=== Dataset excerpts ===

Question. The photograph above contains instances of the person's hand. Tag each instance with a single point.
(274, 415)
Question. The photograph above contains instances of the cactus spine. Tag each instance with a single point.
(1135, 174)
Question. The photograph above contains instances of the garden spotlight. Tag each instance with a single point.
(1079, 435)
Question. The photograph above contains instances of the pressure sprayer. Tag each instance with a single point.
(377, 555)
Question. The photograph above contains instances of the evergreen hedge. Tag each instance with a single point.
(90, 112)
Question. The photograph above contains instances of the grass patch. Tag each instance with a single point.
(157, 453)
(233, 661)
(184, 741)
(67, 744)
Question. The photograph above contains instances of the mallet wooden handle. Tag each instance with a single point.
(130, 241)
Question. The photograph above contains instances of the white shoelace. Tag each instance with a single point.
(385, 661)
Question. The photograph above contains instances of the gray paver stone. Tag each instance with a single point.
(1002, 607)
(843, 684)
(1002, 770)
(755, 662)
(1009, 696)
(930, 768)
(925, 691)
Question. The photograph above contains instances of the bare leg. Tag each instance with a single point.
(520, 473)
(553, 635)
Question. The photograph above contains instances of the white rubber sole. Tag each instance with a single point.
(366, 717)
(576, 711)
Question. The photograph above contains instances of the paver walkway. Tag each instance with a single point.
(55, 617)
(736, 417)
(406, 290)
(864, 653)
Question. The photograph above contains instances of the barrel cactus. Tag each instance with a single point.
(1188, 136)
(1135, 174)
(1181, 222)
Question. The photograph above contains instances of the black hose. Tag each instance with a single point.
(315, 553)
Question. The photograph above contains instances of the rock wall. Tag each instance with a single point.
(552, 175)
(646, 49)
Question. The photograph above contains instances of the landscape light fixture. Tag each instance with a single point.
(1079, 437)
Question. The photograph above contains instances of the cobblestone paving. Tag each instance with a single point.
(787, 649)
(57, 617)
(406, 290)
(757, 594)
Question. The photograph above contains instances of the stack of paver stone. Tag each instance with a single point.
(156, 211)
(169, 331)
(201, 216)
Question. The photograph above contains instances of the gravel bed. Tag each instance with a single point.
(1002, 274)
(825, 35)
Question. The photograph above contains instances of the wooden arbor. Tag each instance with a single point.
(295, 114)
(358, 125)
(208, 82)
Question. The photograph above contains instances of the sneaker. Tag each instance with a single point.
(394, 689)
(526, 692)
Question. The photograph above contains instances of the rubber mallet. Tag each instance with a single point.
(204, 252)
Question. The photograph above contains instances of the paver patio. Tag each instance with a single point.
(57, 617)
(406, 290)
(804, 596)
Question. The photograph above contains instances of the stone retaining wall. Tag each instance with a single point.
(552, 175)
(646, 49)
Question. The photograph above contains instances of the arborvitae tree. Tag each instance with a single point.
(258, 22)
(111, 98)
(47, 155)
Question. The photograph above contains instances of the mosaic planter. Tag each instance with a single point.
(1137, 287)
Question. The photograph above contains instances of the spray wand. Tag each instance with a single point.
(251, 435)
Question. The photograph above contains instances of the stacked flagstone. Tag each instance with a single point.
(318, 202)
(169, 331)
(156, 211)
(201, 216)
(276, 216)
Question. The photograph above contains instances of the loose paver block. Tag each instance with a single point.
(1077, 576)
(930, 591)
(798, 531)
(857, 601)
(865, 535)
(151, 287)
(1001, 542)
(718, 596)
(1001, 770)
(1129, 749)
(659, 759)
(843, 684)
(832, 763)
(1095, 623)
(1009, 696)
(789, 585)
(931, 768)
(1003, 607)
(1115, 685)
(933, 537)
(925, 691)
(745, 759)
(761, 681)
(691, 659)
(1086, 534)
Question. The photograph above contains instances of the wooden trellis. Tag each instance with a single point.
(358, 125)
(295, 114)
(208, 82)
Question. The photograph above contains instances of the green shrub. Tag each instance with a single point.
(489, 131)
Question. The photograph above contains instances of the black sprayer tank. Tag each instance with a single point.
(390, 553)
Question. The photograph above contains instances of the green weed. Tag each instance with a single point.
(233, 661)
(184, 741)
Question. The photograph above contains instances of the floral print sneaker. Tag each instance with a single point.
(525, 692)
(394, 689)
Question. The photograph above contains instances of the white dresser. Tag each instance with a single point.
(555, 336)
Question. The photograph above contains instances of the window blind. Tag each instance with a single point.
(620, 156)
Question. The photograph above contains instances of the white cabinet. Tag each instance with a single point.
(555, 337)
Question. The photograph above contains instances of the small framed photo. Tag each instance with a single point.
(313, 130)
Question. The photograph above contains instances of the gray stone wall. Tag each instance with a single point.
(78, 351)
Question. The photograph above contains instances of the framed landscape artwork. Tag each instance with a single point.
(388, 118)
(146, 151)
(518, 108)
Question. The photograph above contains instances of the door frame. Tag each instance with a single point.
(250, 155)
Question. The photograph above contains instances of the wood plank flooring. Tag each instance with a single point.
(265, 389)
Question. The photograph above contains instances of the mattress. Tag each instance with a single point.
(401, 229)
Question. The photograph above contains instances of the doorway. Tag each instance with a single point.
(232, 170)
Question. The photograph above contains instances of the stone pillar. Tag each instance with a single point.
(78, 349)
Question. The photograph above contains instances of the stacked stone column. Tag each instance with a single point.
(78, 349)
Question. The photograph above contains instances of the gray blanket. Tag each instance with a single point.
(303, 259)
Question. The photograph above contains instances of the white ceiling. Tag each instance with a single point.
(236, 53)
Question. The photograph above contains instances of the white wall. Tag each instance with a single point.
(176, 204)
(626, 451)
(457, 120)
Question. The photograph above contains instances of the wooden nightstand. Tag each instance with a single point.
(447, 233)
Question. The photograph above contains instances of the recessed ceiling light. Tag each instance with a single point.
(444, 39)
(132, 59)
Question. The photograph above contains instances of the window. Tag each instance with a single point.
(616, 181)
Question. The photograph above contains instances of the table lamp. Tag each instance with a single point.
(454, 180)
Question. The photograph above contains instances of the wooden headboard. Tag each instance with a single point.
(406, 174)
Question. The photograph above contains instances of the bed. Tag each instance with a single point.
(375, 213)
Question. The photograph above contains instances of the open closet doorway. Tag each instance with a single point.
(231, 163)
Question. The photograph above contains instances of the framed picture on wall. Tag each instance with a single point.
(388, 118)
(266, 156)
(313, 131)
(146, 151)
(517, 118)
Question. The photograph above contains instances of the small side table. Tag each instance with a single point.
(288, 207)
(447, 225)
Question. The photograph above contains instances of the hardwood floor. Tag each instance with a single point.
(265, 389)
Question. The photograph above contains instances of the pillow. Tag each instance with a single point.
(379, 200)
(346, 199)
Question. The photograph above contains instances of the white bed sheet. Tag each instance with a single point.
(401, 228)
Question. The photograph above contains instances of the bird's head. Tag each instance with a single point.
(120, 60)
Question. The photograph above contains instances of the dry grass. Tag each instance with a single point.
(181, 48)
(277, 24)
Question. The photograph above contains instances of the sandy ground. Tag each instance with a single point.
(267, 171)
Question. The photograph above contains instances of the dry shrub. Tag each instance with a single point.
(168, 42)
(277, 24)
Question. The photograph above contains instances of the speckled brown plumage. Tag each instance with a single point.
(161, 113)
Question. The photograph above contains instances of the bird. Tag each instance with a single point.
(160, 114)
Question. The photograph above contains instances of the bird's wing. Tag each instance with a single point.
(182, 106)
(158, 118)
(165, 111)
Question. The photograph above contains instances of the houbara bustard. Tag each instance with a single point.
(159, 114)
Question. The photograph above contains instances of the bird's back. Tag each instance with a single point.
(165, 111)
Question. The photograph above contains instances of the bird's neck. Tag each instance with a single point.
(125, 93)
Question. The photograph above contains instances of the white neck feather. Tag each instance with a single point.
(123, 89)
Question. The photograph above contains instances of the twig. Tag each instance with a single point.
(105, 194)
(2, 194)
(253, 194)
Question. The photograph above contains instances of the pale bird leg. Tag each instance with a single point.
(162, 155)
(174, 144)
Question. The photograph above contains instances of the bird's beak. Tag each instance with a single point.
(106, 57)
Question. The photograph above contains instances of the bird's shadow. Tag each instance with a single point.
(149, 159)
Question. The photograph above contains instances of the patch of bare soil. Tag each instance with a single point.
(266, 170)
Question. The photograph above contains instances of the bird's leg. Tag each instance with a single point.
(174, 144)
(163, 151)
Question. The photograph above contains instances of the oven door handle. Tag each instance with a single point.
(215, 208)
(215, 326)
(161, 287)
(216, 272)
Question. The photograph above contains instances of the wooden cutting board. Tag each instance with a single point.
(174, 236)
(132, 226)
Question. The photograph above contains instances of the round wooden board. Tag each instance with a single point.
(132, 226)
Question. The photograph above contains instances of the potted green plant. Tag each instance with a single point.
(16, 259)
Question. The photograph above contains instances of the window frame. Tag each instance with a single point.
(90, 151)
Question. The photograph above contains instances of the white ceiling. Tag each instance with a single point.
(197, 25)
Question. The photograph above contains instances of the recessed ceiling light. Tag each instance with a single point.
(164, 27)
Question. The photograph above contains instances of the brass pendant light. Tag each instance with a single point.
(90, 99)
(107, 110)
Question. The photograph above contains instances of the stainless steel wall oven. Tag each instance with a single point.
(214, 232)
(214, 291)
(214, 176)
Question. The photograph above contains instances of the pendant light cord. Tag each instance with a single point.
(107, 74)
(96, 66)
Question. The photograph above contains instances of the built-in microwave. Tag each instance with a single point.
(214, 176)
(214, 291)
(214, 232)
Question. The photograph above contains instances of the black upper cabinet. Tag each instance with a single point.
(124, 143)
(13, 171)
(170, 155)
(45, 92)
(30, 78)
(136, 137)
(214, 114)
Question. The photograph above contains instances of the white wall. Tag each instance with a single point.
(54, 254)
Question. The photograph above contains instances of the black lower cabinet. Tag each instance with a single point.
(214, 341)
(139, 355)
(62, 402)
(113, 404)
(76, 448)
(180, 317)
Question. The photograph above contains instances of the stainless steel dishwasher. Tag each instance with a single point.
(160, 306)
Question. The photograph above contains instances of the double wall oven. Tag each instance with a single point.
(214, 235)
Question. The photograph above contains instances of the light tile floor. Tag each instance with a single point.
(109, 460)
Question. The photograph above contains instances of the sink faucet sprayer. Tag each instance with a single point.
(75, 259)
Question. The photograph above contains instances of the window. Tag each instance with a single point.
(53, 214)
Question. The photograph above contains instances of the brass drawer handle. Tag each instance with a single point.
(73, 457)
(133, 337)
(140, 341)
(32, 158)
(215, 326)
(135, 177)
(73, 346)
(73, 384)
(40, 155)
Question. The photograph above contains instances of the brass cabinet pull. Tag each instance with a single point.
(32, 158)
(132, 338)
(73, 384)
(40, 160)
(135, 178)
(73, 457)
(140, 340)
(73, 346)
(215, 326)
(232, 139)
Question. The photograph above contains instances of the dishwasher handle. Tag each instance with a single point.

===

Express everything from the line containing "walkway. Tag each instance with a single point." down to the line containing "(1181, 222)" as a two-column CSV with the header text,answer. Give one row for each line that asks for tagging, with that line's wording and the points that follow it each in a single quoted field, and line breaks replaced by spaces.

text,answer
"Question. The photograph above contains instances of the paver walkway. Tag each instance with a single point.","(55, 617) (736, 417) (406, 290) (864, 653)"
"Question. The photograph above contains instances of the barrel cactus. Tag each instance with a single point.","(1188, 136) (1135, 174) (1181, 222)"